◆ INSTRUCTIONS FOR THE TASK
Whatever appears in the entries must be given again exactly.

───── RECORDS FOR THIS TASK ─────

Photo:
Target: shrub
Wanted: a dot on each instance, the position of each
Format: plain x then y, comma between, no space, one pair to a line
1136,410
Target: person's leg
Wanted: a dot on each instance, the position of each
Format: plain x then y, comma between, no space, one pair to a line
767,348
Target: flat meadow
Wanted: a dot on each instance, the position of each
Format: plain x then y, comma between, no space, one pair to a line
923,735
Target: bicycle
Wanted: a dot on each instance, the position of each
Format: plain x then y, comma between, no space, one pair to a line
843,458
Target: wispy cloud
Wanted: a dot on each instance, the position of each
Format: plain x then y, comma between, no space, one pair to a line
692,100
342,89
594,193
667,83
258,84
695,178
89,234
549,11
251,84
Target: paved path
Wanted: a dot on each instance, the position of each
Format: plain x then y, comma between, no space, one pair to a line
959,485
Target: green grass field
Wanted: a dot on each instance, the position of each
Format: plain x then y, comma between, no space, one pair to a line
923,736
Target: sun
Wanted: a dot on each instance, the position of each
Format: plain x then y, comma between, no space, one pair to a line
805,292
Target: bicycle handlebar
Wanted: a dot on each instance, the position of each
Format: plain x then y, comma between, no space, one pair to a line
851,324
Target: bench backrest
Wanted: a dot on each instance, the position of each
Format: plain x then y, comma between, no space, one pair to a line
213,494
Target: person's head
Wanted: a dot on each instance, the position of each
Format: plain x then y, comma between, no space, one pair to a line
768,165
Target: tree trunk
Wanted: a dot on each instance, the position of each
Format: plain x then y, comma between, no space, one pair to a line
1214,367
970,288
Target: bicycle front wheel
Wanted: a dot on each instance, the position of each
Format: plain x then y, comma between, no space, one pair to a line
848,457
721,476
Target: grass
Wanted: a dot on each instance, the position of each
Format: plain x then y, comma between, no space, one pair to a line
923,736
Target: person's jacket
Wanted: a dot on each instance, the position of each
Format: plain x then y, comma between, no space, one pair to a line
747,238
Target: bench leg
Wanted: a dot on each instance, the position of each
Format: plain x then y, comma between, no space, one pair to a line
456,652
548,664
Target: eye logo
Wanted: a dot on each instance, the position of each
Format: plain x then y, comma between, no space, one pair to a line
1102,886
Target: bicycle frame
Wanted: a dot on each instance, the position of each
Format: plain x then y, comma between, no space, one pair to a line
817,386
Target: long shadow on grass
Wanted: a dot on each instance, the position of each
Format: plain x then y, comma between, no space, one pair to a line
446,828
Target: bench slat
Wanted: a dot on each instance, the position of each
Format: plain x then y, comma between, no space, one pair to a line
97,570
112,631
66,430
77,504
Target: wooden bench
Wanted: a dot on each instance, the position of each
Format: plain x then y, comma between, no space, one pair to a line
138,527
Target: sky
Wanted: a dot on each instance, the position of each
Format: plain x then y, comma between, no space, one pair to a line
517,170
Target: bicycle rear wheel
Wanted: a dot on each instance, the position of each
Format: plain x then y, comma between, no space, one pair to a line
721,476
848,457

─────

◆ YOUR SOLUTION
Photo:
Target: shrub
Wanted: a dot on each instance, the position of each
Format: plain x then y, comma between, no space, one pair to a line
1136,410
Target: person's leg
Wanted: a dot on each instance, the position of each
Format: plain x then y, comma between, no space, one pair to a line
767,348
Target: flat meadow
Wanted: a dot on each instance, the position of each
Format: plain x then y, comma between, no space, one pair to a line
923,735
Target: bicycle
Wanted: a dot on each instance, the position of each
Format: plain x then y, comma between, no space, one pair to a line
843,458
Target: wispy cloud
Wanted: a dot on each instance, the position of each
Format: plain x then y, comma between, no space, one pair to a line
692,100
342,89
594,193
667,83
258,84
695,178
89,234
549,11
251,84
Target: paved path
Wanted: a dot on each instance, the position of each
Format: plain x then y, comma between, no space, one pair to a line
959,485
Target: green grass field
Wanted: a dot on each instance, the position of each
Format: plain x then y, comma between, no space, one pair to a line
923,736
Target: sun
Wanted: a dot on each instance, the position of each
Format: plain x then y, comma between, no space, one pair to a line
805,292
Target: bicycle handlebar
Wanted: a dot on each instance, the position of each
Format: plain x then y, comma between, no space, one pair to a line
851,324
Target: bench backrest
Wanted: a dot on each instance, the position of each
Format: plain x then y, comma between, no space, one pair to a line
213,494
Target: person's head
Wanted: a dot on each instance, the position of each
Format: plain x then y, comma between, no space, one pair to a line
768,165
Target: tree trunk
Wanted: a dot on each instance, the position of each
Format: plain x then y, comma between, no space, one pair to a line
1214,367
970,288
Target: bicycle front wheel
Wanted: a dot on each instance, the position of each
Format: plain x then y, comma between, no space, one pair to a line
848,457
721,476
Target: grass
Wanted: a dot on each instance, the position of each
Format: plain x then y, comma between, no space, one pair to a line
923,736
Target: person's jacket
Wanted: a dot on each instance, the position of each
Format: plain x then y, comma between, no space, one pair to a line
747,238
Target: bench leg
Wanted: a dot on each instance, the position of each
Format: plain x then y, comma between, no space, one pair to a line
456,652
548,664
Target: eye logo
Wanted: a dot on each instance, the position of each
Format: plain x then y, comma between, no space, one pair to a line
1102,886
Target: bicycle frame
Wanted: a dot on each instance, the position of each
Format: plain x then y, comma between, no space, one pair to a line
817,386
Target: long shadow on grass
Wanted: a dot on each instance, the position of each
Format: plain x then y, comma between, no space, one pair to a line
446,828
Target: bench slat
Wanted: a dot on each instance, the position of each
Format: plain x then y, comma between, no space, one pair to a line
97,570
112,631
66,430
77,504
Target: wooden bench
Wanted: a dot on each instance, the position of each
Format: plain x then y, comma between, no space, one pair to a line
138,527
Target: sky
Wanted: a dot on each instance, the position of each
Format: plain x then y, comma between, no space, one pair to a line
517,170
Target: bicycle rear wheel
Wanted: a dot on each instance, the position of each
Format: plain x then y, comma between, no space, one pair to a line
721,476
848,457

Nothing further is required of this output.